● WHAT YOU SHOULD DO
Render the material from the line with "like [1117, 750]." to the line with "[1392, 231]" as a two-column CSV with the columns text and answer. Give each text and its answer one row, with each value in a single quoted field and line breaks replaced by spaces.

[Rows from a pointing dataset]
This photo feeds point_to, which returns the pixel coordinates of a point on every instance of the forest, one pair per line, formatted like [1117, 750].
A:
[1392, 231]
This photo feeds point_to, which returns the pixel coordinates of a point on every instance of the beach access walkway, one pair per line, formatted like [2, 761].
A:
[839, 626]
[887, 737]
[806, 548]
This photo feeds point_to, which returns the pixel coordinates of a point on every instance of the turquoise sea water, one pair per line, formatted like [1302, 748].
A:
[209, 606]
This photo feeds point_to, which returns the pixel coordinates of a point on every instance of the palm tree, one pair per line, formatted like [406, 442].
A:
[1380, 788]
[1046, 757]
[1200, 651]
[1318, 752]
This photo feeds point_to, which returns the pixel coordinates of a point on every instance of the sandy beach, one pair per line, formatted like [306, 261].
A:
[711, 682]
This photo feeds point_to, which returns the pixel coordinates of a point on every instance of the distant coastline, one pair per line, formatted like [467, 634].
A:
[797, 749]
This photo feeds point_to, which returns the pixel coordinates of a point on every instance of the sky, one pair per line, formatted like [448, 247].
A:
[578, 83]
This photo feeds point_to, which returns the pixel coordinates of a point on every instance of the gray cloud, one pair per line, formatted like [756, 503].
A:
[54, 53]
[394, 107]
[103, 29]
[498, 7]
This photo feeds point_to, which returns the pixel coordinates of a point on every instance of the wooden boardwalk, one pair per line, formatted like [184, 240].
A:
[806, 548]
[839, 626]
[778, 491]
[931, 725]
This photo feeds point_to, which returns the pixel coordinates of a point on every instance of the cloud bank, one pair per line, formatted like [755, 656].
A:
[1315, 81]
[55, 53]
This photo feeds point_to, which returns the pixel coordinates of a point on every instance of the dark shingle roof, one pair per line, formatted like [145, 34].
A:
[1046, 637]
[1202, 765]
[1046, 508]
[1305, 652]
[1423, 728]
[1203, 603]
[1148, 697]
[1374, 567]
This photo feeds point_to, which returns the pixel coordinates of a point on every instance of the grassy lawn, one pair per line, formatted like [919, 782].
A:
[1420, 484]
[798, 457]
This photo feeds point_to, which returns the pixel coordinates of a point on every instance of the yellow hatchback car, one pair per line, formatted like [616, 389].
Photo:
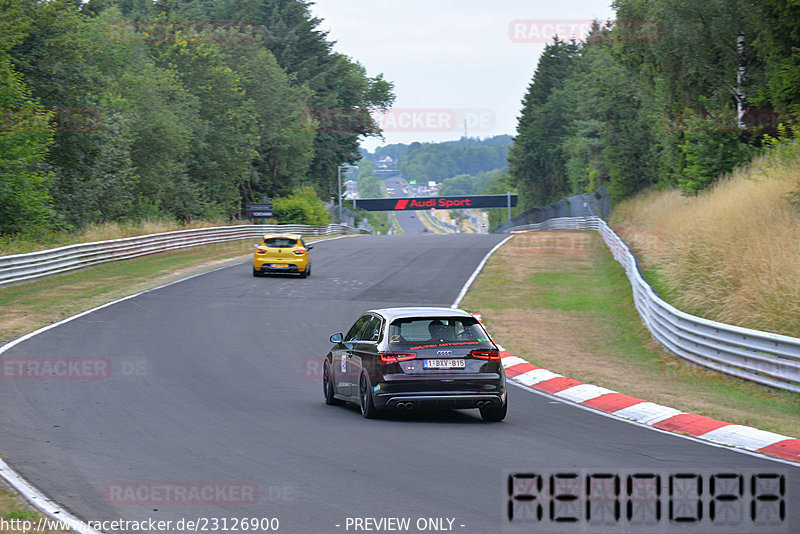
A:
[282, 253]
==
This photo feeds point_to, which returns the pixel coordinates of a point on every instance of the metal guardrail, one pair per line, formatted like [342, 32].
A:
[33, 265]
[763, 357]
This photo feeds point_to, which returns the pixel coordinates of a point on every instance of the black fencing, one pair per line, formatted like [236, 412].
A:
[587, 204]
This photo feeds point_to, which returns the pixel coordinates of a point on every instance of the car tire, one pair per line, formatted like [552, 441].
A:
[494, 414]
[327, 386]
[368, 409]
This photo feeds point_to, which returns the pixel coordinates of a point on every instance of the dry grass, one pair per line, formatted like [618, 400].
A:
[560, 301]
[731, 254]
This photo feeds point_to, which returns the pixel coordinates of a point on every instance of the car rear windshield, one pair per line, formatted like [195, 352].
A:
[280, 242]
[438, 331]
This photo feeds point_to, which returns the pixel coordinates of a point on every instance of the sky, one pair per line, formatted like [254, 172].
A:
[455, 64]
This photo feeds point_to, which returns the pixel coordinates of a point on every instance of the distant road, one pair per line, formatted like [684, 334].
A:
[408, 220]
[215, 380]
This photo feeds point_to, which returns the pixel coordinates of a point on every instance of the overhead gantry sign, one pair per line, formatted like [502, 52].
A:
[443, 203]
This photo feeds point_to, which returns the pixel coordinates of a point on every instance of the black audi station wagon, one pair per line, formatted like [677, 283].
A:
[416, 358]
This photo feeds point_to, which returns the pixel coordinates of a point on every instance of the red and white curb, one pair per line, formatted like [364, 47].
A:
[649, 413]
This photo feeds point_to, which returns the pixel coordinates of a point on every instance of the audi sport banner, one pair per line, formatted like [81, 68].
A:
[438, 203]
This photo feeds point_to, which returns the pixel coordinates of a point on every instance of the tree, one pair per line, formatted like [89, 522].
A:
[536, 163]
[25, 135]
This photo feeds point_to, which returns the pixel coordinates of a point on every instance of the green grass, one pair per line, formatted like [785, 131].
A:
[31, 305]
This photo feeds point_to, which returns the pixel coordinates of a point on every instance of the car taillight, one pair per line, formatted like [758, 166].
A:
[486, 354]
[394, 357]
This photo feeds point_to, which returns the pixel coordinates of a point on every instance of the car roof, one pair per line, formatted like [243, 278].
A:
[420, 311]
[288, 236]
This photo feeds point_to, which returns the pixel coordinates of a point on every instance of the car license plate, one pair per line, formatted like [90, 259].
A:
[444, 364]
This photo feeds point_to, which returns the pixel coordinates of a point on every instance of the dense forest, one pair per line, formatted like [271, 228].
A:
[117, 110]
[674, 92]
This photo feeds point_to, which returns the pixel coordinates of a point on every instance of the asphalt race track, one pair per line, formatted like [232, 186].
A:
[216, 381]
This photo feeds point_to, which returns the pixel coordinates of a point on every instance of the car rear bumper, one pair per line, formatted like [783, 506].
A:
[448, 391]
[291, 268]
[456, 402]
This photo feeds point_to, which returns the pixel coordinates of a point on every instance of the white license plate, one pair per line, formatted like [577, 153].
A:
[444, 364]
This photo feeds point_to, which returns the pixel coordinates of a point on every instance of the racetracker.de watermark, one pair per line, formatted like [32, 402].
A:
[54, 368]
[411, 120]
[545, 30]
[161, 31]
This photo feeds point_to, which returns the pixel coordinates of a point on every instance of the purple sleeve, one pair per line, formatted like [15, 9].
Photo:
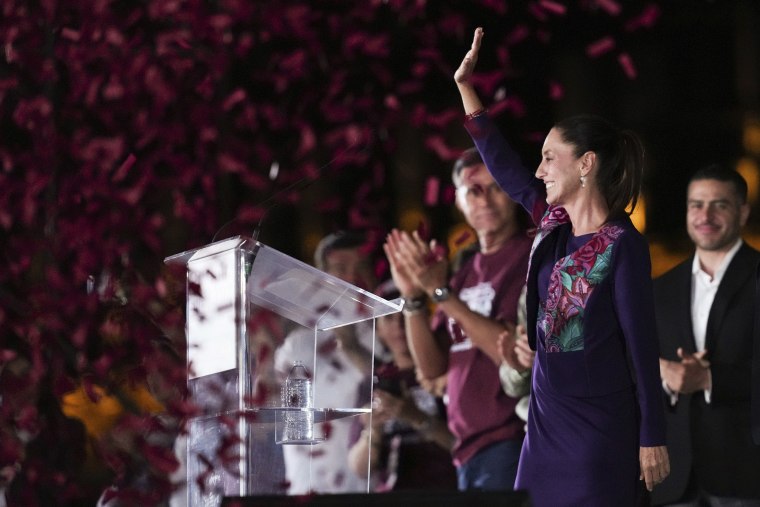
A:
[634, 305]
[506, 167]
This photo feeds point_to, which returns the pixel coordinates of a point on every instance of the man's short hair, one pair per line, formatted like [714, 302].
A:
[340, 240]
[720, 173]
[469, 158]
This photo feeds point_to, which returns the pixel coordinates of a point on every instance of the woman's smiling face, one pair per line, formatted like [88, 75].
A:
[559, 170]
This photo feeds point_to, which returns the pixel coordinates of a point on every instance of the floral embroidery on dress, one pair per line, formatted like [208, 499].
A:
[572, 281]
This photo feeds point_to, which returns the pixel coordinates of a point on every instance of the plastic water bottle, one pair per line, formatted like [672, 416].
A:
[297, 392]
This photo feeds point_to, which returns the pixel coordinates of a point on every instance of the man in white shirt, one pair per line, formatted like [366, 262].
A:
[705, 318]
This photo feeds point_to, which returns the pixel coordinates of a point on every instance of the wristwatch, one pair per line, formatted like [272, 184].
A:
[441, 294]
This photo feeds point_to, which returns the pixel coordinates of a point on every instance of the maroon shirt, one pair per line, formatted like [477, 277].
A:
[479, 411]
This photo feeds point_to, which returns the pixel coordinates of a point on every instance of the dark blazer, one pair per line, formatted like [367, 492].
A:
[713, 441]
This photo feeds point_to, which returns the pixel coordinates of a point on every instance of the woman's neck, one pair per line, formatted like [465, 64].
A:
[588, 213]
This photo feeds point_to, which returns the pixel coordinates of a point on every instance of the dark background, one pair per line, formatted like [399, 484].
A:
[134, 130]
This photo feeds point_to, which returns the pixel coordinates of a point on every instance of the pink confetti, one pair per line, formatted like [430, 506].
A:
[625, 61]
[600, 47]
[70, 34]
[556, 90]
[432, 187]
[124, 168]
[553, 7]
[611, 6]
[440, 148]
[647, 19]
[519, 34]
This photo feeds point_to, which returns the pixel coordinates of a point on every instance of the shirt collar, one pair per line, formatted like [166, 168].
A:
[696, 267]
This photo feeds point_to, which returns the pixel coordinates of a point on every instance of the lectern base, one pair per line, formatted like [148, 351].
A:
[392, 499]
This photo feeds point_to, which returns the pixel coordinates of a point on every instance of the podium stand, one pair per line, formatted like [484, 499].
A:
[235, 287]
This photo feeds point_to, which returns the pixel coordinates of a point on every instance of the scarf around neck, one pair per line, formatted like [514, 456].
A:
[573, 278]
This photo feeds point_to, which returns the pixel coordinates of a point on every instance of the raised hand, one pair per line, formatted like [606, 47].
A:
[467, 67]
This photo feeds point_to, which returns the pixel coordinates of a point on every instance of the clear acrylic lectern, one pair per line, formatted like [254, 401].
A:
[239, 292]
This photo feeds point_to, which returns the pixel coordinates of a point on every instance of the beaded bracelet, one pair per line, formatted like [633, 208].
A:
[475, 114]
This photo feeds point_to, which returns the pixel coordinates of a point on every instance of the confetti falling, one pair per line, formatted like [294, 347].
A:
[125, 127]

● THE RESPONSE
text,answer
"This photo feeds point_to, which returns the pixel coordinates of a point on every instance of the forest, one pair per line, formatted like [1117, 750]. A:","[1392, 231]"